JOB
Set the listing down again in full, word for word, with the pictures left out.

SUPPLIED DATA
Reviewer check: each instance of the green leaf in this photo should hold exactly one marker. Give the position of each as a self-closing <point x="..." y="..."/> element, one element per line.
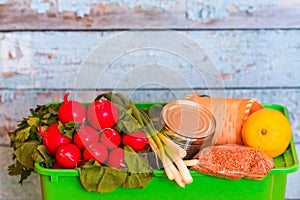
<point x="42" y="156"/>
<point x="126" y="122"/>
<point x="96" y="178"/>
<point x="22" y="134"/>
<point x="33" y="121"/>
<point x="24" y="154"/>
<point x="138" y="167"/>
<point x="14" y="169"/>
<point x="17" y="169"/>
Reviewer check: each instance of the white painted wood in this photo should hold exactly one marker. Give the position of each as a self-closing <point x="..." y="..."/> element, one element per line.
<point x="253" y="58"/>
<point x="125" y="14"/>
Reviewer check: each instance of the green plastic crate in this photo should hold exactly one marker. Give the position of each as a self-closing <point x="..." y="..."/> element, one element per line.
<point x="64" y="184"/>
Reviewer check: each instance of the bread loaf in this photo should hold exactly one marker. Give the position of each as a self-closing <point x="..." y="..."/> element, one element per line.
<point x="233" y="162"/>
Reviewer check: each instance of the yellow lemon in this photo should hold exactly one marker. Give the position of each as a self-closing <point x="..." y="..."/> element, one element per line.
<point x="267" y="130"/>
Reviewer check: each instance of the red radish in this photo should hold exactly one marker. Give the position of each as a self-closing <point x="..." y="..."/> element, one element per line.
<point x="116" y="158"/>
<point x="137" y="140"/>
<point x="85" y="136"/>
<point x="102" y="114"/>
<point x="68" y="156"/>
<point x="71" y="111"/>
<point x="52" y="138"/>
<point x="111" y="138"/>
<point x="96" y="151"/>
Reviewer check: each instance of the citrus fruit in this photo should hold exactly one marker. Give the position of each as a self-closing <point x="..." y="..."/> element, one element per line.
<point x="267" y="130"/>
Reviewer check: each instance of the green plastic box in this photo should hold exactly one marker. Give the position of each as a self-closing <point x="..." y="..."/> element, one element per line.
<point x="64" y="184"/>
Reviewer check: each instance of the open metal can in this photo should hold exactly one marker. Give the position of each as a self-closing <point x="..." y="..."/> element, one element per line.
<point x="189" y="124"/>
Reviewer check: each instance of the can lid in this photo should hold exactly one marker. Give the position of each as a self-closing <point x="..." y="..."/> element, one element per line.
<point x="188" y="119"/>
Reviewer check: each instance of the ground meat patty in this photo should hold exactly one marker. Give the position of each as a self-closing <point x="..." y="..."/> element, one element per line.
<point x="233" y="162"/>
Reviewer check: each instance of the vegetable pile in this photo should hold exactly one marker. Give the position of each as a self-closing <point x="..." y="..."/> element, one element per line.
<point x="110" y="141"/>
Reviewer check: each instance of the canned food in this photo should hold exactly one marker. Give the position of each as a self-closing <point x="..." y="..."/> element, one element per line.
<point x="190" y="125"/>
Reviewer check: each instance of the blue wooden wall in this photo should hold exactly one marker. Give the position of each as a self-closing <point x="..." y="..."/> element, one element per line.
<point x="254" y="46"/>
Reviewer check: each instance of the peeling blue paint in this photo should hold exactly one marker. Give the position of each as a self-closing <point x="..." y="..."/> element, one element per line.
<point x="40" y="6"/>
<point x="83" y="7"/>
<point x="208" y="10"/>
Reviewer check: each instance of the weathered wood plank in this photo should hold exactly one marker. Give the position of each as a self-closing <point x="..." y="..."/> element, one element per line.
<point x="170" y="14"/>
<point x="52" y="60"/>
<point x="14" y="105"/>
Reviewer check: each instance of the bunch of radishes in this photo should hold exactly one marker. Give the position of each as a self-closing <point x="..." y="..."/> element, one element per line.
<point x="95" y="140"/>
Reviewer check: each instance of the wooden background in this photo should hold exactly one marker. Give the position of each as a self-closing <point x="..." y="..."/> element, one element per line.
<point x="254" y="45"/>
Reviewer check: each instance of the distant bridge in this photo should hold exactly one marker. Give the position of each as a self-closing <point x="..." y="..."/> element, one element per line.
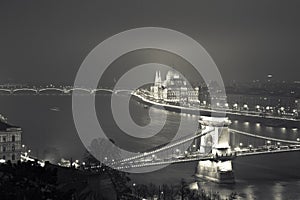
<point x="59" y="91"/>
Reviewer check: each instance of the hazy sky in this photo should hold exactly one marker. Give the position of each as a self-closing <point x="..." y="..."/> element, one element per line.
<point x="46" y="41"/>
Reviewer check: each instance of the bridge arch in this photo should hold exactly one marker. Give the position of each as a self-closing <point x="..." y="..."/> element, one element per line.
<point x="24" y="90"/>
<point x="102" y="90"/>
<point x="50" y="89"/>
<point x="80" y="89"/>
<point x="5" y="90"/>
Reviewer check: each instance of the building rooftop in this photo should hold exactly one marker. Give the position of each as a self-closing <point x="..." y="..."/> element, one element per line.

PROBLEM SOLUTION
Reviewer check: each instance of the green leaf in this photo should hold exactly one marker. Give the position of each as a self-closing <point x="..." y="..."/> element, one element per line.
<point x="42" y="156"/>
<point x="126" y="122"/>
<point x="96" y="178"/>
<point x="22" y="134"/>
<point x="33" y="121"/>
<point x="24" y="154"/>
<point x="138" y="167"/>
<point x="14" y="169"/>
<point x="17" y="169"/>
Reviewer check: each instance of the white painted wood in this photo should hold exactly one marker. Give the position of each as a self-closing <point x="..." y="..."/> element, one element per line.
<point x="253" y="58"/>
<point x="125" y="14"/>
Reviewer check: each instance of the green plastic crate in this photo should hold exactly one marker. Give the position of each as a self-closing <point x="..." y="..."/> element, one element per line.
<point x="64" y="184"/>
Reviewer check: each instance of the bread loaf in this photo should hold exactly one marker. Give the position of each as a self-closing <point x="..." y="..."/> element, one element per line.
<point x="233" y="162"/>
Reviewer check: each instance of the yellow lemon in this photo should hold exactly one marker. Give the position of each as a self-closing <point x="..." y="..."/> element, one element per line.
<point x="267" y="130"/>
Reviewer check: each instance of the red radish in this photo should hold exactly one marker. Give the position of each as a self-closing <point x="..." y="..."/> element, one element per line.
<point x="116" y="158"/>
<point x="137" y="140"/>
<point x="85" y="136"/>
<point x="102" y="114"/>
<point x="68" y="156"/>
<point x="71" y="111"/>
<point x="52" y="138"/>
<point x="111" y="138"/>
<point x="96" y="151"/>
Reviewer check: each instance of the citrus fruit in this photo should hold exactly one marker. Give the position of each as a self-closing <point x="..." y="..."/> element, one element per line.
<point x="267" y="130"/>
Reviewer check: each instance of the green plastic box in this photo should hold exactly one marker. Give the position of each as a self-closing <point x="..." y="..."/> element, one element per line.
<point x="64" y="184"/>
Reviewer check: each instance of the open metal can in this photo should hold exactly one marker. Give the position of each as a self-closing <point x="..." y="..."/> element, one element per line.
<point x="189" y="124"/>
Reviewer check: each instance of the can lid in this photo should hold exactly one marker. Give the position of each as a self-closing <point x="..." y="..."/> element, one element per line.
<point x="188" y="119"/>
Reviewer check: each instance of the ground meat patty in this photo should hold exactly one marker. Give the position of each as a self-closing <point x="..." y="..."/> element, one element per line.
<point x="233" y="162"/>
Reviewer check: each instance of the vegetable pile in this photo should hold exactly one marker. Give the position of each as a self-closing <point x="..." y="..."/> element, one element per line.
<point x="110" y="141"/>
Reviewer check: each instance of the canned food in this photo should hold exactly one marker. Give the position of each as a self-closing <point x="..." y="..."/> element, one element per line.
<point x="190" y="125"/>
Reviewer check: each instance of the blue wooden wall in this photo should hold exactly one marker. Give the position of each as a self-closing <point x="..." y="..."/> element, one element per line.
<point x="254" y="46"/>
Reviewer check: each instance of the peeling blue paint in this photo should hold exactly one marker. Give the position of each as a self-closing <point x="..." y="..."/> element, one element per line.
<point x="40" y="6"/>
<point x="83" y="7"/>
<point x="208" y="10"/>
Reviewer check: each instance of the weathered wood plank in this photo should hold exactly one marker. Give the position of each as a self-closing <point x="..." y="..."/> element, one element per line.
<point x="170" y="14"/>
<point x="52" y="60"/>
<point x="14" y="105"/>
Reviewer check: each instance of the bunch of radishes in this photo should hold exactly one marker. Give the position of each as a self-closing <point x="..." y="..."/> element, one element per line.
<point x="95" y="140"/>
Reviewer check: each instance of the wooden background in this photo should hold exactly one marker. Give the position of each as a self-closing <point x="..." y="..."/> element, one element per line.
<point x="254" y="45"/>
Reviewer check: each instance of the distant bridge in this photo should hold exactly one marker. Give the position of each as a self-closing <point x="..." y="..."/> element, one element per line.
<point x="59" y="91"/>
Reviewer check: each instance of the hazy sky in this photo should hold exactly one marker. Give the position of each as a self-closing <point x="..." y="..."/> element, one element per line.
<point x="46" y="41"/>
Reviewer check: each instance of the bridge arch in this photo should hold exactly one marker. Give the position of each as a self-closing <point x="..." y="..."/> element, one element per line.
<point x="24" y="90"/>
<point x="102" y="90"/>
<point x="50" y="89"/>
<point x="80" y="89"/>
<point x="5" y="90"/>
Reviewer check: each instance of the building rooftop in this photo should hold exactly one marker. Give the position of each as a self-closing <point x="..." y="..."/> element, one element per line.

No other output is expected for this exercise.